How to Make a Great Open-Source Scientific Project

by Jonathon Vandezande · Sept 9, 2025

Noah's Ark - Nuremberg Chronicle (1493)

Noah's Ark from the Nuremberg Chronicle (1493)

Science today is run on many amazing open-source projects, from PyTorch to NumPy to Matplotlib. The continued flourishing of science is predicated on a healthy scientific-software ecosystem and the many contributions of scientists and developers worldwide. Unfortunately, it can be a bit daunting to start contributing to this ecosystem. We've put together this guide to help developers build great open-source scientific projects that can help scientists everywhere.

This is an opinionated guide to Python-based scientific projects, although we hope parts of this guide will be applicable to other languages as well. For those starting new projects, the pixi-cookiecutter provides a simple way to start projects that follow these guidelines, making it easy to write and maintain high-quality code. For those working on existing projects, we recommend focusing on the simplest additions first (e.g. using an autoformatter, having tests run when code is merged, and packaging code in a manner that is easy for others to use)—there's no need to change everything immediately.

If you are interested in developing new projects, we maintain a list of open-source projects that we wish existed. We'd be happy to help get you started developing these projects and provide advice on how best to develop them so that the packages are useful to the scientific community.

We've organized this guide around what we think the top eight attributes of good open-source projects are. Good packages are:

Minimal

Before the days of easily distributable libraries and good packaging practices, programs used to be monoliths, bundling a large number of different internally developed routines into a single program. Too many packages today are still beset by this Swiss-Army-knife mentality. Many QM codes bundle ERI calculations, functional and basis-set specifications, geometry optimization, and thermochemistry. This "vertically integrated" way of building software is fragile and unsustainable, as it requires the package owners to be experts in a large variety of things and prevents reuse across projects. (For instance, a new NNP might want to use a package's optimization code but not the ERI or basis-set code).

» **Dataset entries**:
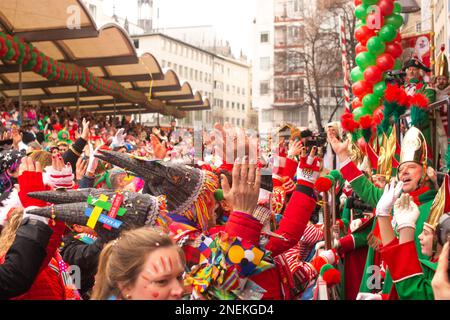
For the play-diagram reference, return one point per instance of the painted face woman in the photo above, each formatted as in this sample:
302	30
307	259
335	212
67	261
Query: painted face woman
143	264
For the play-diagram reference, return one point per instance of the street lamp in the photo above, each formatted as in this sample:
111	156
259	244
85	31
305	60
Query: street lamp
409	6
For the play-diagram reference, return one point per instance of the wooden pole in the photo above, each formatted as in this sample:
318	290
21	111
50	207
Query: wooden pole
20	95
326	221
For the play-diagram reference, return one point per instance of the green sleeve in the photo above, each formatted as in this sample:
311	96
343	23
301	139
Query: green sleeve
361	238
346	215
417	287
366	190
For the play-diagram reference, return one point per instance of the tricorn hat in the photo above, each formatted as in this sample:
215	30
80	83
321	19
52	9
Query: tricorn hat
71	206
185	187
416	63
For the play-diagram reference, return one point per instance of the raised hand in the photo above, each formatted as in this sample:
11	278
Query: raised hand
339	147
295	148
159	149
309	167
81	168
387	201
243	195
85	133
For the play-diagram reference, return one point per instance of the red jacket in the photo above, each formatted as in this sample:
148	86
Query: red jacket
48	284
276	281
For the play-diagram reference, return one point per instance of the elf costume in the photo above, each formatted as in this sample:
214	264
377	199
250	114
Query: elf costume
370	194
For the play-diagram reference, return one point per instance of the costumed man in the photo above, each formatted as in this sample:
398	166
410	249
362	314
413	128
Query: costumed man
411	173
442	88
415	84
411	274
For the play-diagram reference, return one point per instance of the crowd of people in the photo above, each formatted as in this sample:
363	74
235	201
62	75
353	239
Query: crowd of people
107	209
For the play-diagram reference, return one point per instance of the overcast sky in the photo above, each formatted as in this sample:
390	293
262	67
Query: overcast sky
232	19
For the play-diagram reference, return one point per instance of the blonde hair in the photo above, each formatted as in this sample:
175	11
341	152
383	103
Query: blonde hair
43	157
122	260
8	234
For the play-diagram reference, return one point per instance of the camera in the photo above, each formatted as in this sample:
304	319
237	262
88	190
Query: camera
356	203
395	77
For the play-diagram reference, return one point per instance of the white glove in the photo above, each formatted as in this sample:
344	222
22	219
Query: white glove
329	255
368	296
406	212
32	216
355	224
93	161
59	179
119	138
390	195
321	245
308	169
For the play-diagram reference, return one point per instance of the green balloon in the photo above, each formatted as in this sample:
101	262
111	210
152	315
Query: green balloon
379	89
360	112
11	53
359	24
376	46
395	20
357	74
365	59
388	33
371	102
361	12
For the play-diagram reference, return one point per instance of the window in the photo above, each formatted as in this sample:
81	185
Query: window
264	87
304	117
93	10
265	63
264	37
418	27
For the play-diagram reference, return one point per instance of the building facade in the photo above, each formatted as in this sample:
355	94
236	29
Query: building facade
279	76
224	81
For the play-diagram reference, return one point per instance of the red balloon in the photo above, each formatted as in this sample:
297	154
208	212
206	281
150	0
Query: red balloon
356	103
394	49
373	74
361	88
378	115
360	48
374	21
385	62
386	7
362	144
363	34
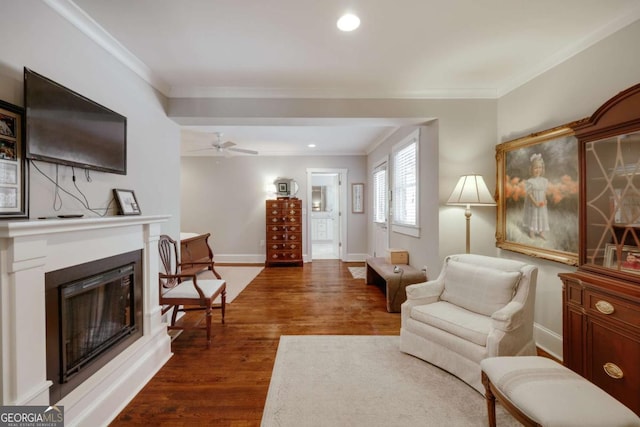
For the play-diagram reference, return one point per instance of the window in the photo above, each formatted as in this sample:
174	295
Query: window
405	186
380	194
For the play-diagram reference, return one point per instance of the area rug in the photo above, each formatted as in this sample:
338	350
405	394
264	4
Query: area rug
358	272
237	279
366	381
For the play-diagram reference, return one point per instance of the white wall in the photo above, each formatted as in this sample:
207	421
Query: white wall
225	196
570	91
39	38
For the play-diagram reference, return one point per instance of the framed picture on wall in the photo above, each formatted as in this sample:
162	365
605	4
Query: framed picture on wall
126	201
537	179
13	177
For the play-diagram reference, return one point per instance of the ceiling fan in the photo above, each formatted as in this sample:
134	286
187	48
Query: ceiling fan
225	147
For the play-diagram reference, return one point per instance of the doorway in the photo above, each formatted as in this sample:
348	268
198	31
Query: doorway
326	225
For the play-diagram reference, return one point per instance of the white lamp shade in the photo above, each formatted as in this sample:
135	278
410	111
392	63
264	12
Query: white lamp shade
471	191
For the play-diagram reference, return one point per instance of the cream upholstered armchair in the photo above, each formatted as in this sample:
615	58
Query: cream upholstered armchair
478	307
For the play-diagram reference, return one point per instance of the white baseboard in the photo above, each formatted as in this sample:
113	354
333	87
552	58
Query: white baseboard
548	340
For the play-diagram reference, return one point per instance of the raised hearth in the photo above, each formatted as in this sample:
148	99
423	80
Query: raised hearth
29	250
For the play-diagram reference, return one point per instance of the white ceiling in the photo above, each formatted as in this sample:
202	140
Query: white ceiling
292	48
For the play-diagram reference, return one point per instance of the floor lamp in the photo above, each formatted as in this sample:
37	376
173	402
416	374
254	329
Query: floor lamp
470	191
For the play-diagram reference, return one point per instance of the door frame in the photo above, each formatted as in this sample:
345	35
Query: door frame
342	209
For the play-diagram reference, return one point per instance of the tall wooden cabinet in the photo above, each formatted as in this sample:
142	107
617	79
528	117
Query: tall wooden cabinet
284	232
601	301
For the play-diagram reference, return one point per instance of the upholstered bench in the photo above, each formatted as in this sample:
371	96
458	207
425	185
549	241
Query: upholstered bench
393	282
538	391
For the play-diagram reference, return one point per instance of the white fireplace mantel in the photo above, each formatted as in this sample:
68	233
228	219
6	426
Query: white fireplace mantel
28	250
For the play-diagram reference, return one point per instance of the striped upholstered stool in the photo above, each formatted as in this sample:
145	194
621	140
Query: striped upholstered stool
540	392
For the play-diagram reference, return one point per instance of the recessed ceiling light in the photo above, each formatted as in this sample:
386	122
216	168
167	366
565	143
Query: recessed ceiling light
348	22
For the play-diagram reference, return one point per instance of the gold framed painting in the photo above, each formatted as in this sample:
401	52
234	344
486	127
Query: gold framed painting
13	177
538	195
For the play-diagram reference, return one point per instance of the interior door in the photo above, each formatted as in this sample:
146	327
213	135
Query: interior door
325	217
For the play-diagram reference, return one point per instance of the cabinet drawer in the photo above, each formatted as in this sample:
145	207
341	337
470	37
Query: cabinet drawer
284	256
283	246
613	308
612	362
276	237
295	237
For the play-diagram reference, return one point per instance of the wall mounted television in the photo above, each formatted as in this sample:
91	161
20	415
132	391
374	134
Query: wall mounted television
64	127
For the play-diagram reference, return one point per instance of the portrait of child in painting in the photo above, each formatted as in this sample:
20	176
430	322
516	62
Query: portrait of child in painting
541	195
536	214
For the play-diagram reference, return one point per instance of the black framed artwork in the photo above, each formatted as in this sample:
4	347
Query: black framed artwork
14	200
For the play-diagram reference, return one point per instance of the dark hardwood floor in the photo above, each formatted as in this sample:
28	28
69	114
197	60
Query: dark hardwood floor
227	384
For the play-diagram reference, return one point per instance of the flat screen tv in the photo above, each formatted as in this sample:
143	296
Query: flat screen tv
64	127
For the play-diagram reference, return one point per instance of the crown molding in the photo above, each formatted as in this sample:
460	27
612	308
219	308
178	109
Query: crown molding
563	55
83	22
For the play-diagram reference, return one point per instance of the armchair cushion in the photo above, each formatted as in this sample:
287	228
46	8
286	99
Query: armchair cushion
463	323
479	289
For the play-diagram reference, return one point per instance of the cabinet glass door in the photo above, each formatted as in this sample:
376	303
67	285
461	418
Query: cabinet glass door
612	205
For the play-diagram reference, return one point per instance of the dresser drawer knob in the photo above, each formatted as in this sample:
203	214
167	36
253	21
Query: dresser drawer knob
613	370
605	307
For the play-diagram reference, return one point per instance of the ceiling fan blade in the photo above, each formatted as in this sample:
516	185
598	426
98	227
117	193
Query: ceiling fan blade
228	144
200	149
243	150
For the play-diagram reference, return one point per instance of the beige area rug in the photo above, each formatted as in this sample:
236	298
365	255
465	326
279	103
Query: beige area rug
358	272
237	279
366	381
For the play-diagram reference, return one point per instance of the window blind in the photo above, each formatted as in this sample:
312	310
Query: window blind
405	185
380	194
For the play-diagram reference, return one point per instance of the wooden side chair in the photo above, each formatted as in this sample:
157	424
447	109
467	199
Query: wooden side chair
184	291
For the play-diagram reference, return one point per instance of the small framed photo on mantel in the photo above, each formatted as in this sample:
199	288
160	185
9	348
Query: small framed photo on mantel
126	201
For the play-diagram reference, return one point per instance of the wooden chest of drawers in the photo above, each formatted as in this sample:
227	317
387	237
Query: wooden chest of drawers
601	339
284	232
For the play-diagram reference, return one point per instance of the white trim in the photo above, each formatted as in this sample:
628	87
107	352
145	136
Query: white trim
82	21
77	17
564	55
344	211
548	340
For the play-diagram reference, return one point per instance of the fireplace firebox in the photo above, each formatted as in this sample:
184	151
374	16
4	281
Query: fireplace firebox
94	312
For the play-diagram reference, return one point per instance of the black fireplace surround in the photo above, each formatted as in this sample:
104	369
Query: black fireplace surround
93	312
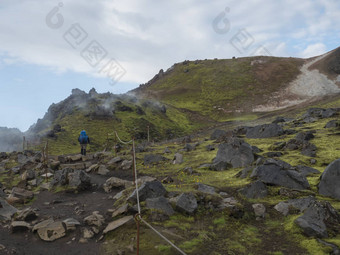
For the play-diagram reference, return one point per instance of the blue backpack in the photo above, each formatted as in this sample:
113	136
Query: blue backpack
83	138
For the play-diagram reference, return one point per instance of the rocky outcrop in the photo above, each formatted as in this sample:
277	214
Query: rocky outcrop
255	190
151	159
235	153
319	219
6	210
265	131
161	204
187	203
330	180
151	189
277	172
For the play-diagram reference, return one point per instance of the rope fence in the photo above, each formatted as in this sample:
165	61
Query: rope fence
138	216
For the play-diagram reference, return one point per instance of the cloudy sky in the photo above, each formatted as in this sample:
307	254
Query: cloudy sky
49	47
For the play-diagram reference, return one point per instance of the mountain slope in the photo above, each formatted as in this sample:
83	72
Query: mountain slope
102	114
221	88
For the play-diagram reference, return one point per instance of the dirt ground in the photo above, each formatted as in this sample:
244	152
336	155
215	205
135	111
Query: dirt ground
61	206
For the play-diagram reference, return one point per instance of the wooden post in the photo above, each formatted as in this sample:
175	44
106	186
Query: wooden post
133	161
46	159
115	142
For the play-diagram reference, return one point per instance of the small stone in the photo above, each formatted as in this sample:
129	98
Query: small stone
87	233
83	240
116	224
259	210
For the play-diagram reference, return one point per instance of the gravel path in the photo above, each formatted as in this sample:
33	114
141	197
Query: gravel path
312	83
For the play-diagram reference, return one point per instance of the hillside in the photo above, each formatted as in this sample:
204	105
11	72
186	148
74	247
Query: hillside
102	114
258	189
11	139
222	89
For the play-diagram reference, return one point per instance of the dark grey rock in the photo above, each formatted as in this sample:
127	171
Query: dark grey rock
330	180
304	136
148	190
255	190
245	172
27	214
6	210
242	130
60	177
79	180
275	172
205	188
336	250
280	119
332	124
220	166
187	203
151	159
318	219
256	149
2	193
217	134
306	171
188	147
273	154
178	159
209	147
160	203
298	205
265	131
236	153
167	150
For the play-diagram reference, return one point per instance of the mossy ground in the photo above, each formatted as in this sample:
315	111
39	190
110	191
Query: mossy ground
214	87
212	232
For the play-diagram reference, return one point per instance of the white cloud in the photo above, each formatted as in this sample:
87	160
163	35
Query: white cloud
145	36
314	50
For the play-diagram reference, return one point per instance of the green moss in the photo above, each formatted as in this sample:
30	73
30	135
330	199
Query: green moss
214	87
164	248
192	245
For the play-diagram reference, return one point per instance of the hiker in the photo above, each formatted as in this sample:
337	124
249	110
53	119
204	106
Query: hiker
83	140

» **Task list**:
(a) Answer these from the open-source project guide:
(i) Which three open-source projects are named as examples of what science runs on today?
(ii) What tool is offered as a simple way to start new projects that follow the guidelines?
(iii) Around how many attributes of good open-source projects is the guide organized?
(b) Continue the open-source project guide from the point where it stops.
The rows come from a different source than the open-source project guide.

» **Results for the exercise**:
(a)
(i) PyTorch, NumPy, and Matplotlib.
(ii) The pixi-cookiecutter.
(iii) Eight.

(b)
While there is still a need for applications that cobble many libraries together to achieve an end goal, such as finding the Gibbs free-energy barrier to a reaction, most applications should comprise many focused libraries so that the advances in each library can be shared across multiple applications. However, to achieve this vision, individual libraries must be highly focused and adhere to good programming practices so that the integration becomes simple and updating libraries doesn't break things.

Packaged

Good packages are packaged well. That means it's easy to install them from PyPI, conda-forge, or pyx, and it also means that they play nicely with other packages in a shared environment. Excessive version pinning is the enemy of good science. Lock files are useful to ensure that applications don't randomly break when a package updates, but if you are writing a library, it is important to have automated tests running against multiple versions of packages (e.g. stjames is currently tested with Python 3.11, 3.12, and 3.13).

We recommend using a modern package manager (e.g. pixi or uv) for setting up a clean environment with a lock file for repeatable builds (please don't use Conda environments). No more "it works on my machine"; proper package managers ensure that every developer is running the exact same version of every package, making it easy to pinpoint what packages are causing problems.

Clean

Science runs on Python these days, and we don't mean Python 2.7 or 3.8. Code should be written to run with the latest available version of Python (currently 3.13) and be:

properly formatted (we strongly recommend Ruff),
linted (we strongly recommend Ruff with the most common linting rules), and
type checked (we recommend mypy or ty).

These checks should be run on every commit (we use pre-commit) and push to the parent repo (we recommend whatever is integrated into to your version-control platform, e.g. GitHub Actions).

When setting up the package, it is important to separate the formatting, linting, testing, and training packages into a development environment that is different from the environment used for packaging (ideally a superset of the packaging environment). Nobody wants to have to download your formatting package just to run the library. If you're dealing with an ML model, please don't use all of your training pipeline and dependencies for test-time inference!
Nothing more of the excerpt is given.